Segment Start: Data for the task

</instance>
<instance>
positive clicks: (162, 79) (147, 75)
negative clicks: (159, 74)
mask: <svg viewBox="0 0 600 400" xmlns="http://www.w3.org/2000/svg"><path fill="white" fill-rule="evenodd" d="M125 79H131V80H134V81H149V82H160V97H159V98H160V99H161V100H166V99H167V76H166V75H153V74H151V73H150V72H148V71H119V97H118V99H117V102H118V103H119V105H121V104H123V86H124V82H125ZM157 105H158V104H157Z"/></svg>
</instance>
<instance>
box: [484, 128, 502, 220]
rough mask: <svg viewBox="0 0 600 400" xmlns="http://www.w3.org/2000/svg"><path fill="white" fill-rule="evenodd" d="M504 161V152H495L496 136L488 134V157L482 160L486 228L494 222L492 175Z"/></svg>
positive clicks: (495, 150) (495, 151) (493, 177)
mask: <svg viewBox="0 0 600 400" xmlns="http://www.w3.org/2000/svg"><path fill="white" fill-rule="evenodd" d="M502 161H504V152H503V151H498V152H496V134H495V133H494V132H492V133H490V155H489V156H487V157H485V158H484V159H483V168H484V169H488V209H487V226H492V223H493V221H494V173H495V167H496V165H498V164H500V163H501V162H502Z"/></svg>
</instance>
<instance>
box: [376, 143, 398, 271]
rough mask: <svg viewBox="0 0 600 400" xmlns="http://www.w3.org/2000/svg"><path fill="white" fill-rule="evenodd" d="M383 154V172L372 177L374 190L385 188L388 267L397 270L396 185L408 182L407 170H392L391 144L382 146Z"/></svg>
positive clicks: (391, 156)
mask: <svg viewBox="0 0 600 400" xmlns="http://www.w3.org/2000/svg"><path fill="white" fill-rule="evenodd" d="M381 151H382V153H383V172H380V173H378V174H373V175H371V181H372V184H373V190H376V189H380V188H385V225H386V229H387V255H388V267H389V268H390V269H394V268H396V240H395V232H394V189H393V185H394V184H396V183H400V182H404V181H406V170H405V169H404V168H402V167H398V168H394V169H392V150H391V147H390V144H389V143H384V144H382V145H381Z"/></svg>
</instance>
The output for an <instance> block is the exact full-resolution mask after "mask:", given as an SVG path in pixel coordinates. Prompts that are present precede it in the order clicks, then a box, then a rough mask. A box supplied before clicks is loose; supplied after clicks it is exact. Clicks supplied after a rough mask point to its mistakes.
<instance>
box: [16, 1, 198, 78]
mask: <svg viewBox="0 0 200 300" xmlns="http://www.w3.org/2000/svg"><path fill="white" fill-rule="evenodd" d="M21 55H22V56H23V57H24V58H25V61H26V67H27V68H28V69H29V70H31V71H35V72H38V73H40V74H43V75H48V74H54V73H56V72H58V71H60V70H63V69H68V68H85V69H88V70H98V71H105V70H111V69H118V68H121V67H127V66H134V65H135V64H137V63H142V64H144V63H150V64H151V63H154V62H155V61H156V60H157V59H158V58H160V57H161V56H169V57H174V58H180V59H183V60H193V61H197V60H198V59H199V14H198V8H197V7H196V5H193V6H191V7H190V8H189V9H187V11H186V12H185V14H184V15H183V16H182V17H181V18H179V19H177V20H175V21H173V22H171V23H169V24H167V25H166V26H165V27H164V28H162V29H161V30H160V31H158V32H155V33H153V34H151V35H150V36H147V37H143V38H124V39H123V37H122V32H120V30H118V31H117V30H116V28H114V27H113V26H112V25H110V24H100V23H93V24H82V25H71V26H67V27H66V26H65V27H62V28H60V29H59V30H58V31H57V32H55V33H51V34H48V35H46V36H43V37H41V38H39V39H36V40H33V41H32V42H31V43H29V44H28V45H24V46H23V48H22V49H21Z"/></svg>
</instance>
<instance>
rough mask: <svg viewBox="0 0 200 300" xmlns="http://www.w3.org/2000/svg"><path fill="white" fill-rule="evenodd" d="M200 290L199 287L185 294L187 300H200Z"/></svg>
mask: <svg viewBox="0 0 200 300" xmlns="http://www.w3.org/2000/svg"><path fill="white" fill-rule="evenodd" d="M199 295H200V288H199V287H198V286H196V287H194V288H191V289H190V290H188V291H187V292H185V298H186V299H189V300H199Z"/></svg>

Segment End: Data for the task

= Instructions for the task =
Once you have read the records above, write them out again exactly.

= Answer section =
</instance>
<instance>
positive clicks: (162, 79) (147, 75)
negative clicks: (159, 74)
mask: <svg viewBox="0 0 600 400" xmlns="http://www.w3.org/2000/svg"><path fill="white" fill-rule="evenodd" d="M125 79H131V80H134V81H149V82H160V97H159V98H160V99H161V100H166V99H167V76H166V75H153V74H151V73H150V72H148V71H119V97H118V99H117V102H118V103H119V105H121V104H123V86H124V82H125ZM157 105H158V104H157Z"/></svg>
</instance>
<instance>
box: [484, 128, 502, 220]
rough mask: <svg viewBox="0 0 600 400" xmlns="http://www.w3.org/2000/svg"><path fill="white" fill-rule="evenodd" d="M504 161V152H495L496 136L488 134V157L482 160L486 228L494 222L492 175Z"/></svg>
positive clicks: (495, 150) (495, 151) (493, 177)
mask: <svg viewBox="0 0 600 400" xmlns="http://www.w3.org/2000/svg"><path fill="white" fill-rule="evenodd" d="M502 161H504V152H503V151H498V152H496V134H495V133H494V132H492V133H490V155H489V156H487V157H485V158H484V159H483V168H484V169H488V209H487V226H492V223H493V221H494V173H495V167H496V165H498V164H500V163H501V162H502Z"/></svg>
</instance>
<instance>
box: [376, 143, 398, 271]
rough mask: <svg viewBox="0 0 600 400" xmlns="http://www.w3.org/2000/svg"><path fill="white" fill-rule="evenodd" d="M383 154V172L372 177L374 190L385 188L388 267L397 270L396 185L408 182L407 170H392L391 144L382 146Z"/></svg>
positive clicks: (391, 156)
mask: <svg viewBox="0 0 600 400" xmlns="http://www.w3.org/2000/svg"><path fill="white" fill-rule="evenodd" d="M381 151H382V153H383V172H380V173H378V174H373V175H371V181H372V184H373V190H376V189H380V188H385V225H386V229H387V255H388V267H389V268H390V269H394V268H396V240H395V232H394V189H393V185H394V184H396V183H400V182H404V181H406V170H405V169H404V168H402V167H398V168H394V169H392V150H391V147H390V144H389V143H384V144H382V145H381Z"/></svg>
</instance>
The output for an <instance> block is the exact full-resolution mask after "mask:", given as an SVG path in pixel coordinates. Prompts that are present precede it in the order clicks, then a box, then a rough mask. A box supplied before clicks is loose; supplied after clicks it is exact. Clicks supplied after a rough mask point to its mistakes.
<instance>
box: [16, 1, 198, 78]
mask: <svg viewBox="0 0 200 300" xmlns="http://www.w3.org/2000/svg"><path fill="white" fill-rule="evenodd" d="M21 55H22V56H23V57H24V58H25V61H26V67H27V68H28V69H29V70H31V71H35V72H38V73H40V74H43V75H48V74H54V73H56V72H58V71H60V70H63V69H68V68H85V69H88V70H98V71H105V70H111V69H118V68H121V67H127V66H134V65H135V64H137V63H142V64H144V63H150V64H151V63H154V62H155V61H156V60H157V59H158V58H160V57H161V56H169V57H174V58H180V59H183V60H193V61H197V60H198V59H199V14H198V8H197V7H196V5H193V6H191V7H190V8H189V9H187V11H186V12H185V14H184V15H183V16H182V17H181V18H179V19H177V20H175V21H173V22H171V23H169V24H167V25H166V26H165V27H164V28H162V29H161V30H160V31H158V32H155V33H153V34H151V35H150V36H147V37H143V38H124V39H123V37H122V32H120V30H118V31H117V30H116V28H114V27H113V26H112V25H110V24H100V23H93V24H82V25H71V26H67V27H66V26H65V27H62V28H60V29H59V30H58V31H57V32H55V33H51V34H48V35H46V36H43V37H41V38H39V39H36V40H33V41H32V42H31V43H29V44H28V45H24V46H23V48H22V49H21Z"/></svg>
</instance>
<instance>
rough mask: <svg viewBox="0 0 200 300" xmlns="http://www.w3.org/2000/svg"><path fill="white" fill-rule="evenodd" d="M200 290L199 287L185 294L187 300H200Z"/></svg>
mask: <svg viewBox="0 0 200 300" xmlns="http://www.w3.org/2000/svg"><path fill="white" fill-rule="evenodd" d="M199 295H200V288H199V287H198V286H196V287H194V288H191V289H190V290H188V291H187V292H185V298H186V299H189V300H199Z"/></svg>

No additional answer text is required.